>> Start Excerpt

Well what about only having Boot, and not Ovm?

I don't want to get rid of Ovm because:

Ovm allows parts of the platform to be implemented via platform primitives on platforms where appropriate primitives are available, but by Ovm source code on platforms where they are not. This is not just good for efficiency, it's also key to facilitating interoperability, because it allows the high-level language to use platform-native data structures throughout.
the reference implementation of Oot Core will be written in Ovm, and it would be a pain to write and debug a high-level language written in low-level assembly.

Why only unsigned integers? Why only a minimum bitwidth instead of a fixed bitwidth? Why no division instruction?

To facilitate ease of implementation on many platforms, in Boot we're looking for the lowest common denominator. We can implement these other things at the Ovm level.

Why 16-bit?

8- and 16-bit processors appear to be unnecessarily spartan; even in the embedded space there are lots of 32-bit processors available. But, within the family of embedded processors, 16-bits appears to be squeezed by 8-bit and 32-bit; that is, there are many 32-bit processors, and several 8-bit processors, but only a few 16-bit processors. So, if we are not going spartan, why not use 32-bit; and if we are, why not use 8-bit?

We chose 16-bit rather than 8-bit because many 8-bit processors use pointers of size greater than 8-bits. 16-bits seems to be the smallest multiple of 8-bits that is wide enough to address a 'decent' amount of memory (for example, the CPUs in old Apple IIs and Commodore 64s could address 16-bits of memory). We are going for simplicity here, and it's simpler if we assume that a pointer can fit in one word of memory.

>> End Excerpt
>> Start Given records

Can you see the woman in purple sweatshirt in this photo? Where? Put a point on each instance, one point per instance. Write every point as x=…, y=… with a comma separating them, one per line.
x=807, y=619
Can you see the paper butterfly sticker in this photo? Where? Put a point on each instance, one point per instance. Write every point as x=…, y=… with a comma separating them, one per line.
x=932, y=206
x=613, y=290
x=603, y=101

>> End Given records
>> Start Given records

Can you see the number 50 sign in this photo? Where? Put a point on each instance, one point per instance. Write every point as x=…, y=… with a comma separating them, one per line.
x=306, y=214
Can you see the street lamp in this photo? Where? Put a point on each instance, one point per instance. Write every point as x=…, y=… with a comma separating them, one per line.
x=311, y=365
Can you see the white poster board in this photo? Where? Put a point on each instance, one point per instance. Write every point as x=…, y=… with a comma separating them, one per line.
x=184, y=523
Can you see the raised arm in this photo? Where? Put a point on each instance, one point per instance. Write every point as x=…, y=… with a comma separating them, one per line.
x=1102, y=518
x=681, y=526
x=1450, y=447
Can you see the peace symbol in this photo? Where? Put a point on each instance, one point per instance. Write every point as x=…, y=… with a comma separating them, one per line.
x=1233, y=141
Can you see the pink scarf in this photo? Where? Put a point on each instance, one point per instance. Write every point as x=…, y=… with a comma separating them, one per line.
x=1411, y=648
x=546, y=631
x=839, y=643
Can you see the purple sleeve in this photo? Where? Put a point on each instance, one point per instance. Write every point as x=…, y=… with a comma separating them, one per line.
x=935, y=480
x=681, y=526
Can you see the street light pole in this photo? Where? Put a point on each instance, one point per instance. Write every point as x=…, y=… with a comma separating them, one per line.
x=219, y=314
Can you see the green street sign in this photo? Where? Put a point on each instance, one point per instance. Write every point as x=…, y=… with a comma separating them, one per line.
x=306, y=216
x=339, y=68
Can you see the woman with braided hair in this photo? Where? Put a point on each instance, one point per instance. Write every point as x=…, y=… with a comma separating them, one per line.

>> End Given records
>> Start Given records

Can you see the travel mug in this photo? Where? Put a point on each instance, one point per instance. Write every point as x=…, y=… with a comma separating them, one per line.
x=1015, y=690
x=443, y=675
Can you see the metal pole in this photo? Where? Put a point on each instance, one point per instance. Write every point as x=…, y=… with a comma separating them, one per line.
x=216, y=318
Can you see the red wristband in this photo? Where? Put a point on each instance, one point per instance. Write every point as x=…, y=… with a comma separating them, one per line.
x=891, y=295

>> End Given records

**Task requirements**
A. Rewrite the Boot and Ovm excerpt from "I don't want" to "Why 16-bit?", substituting "native operations" for "platform primitives".
B. Quote verbatim the lines of the records from the line with "Can you see the paper" to the line with "x=603, y=101", including both of those lines.
The Boot and Ovm excerpt has no connection to the records.

**Results for the exercise**
A.
I don't want to get rid of Ovm because:

Ovm allows parts of the platform to be implemented via native operations on platforms where appropriate primitives are available, but by Ovm source code on platforms where they are not. This is not just good for efficiency, it's also key to facilitating interoperability, because it allows the high-level language to use platform-native data structures throughout.
the reference implementation of Oot Core will be written in Ovm, and it would be a pain to write and debug a high-level language written in low-level assembly.

Why only unsigned integers? Why only a minimum bitwidth instead of a fixed bitwidth? Why no division instruction?

To facilitate ease of implementation on many platforms, in Boot we're looking for the lowest common denominator. We can implement these other things at the Ovm level.

Why 16-bit?

B.
Can you see the paper butterfly sticker in this photo? Where? Put a point on each instance, one point per instance. Write every point as x=…, y=… with a comma separating them, one per line.
x=932, y=206
x=613, y=290
x=603, y=101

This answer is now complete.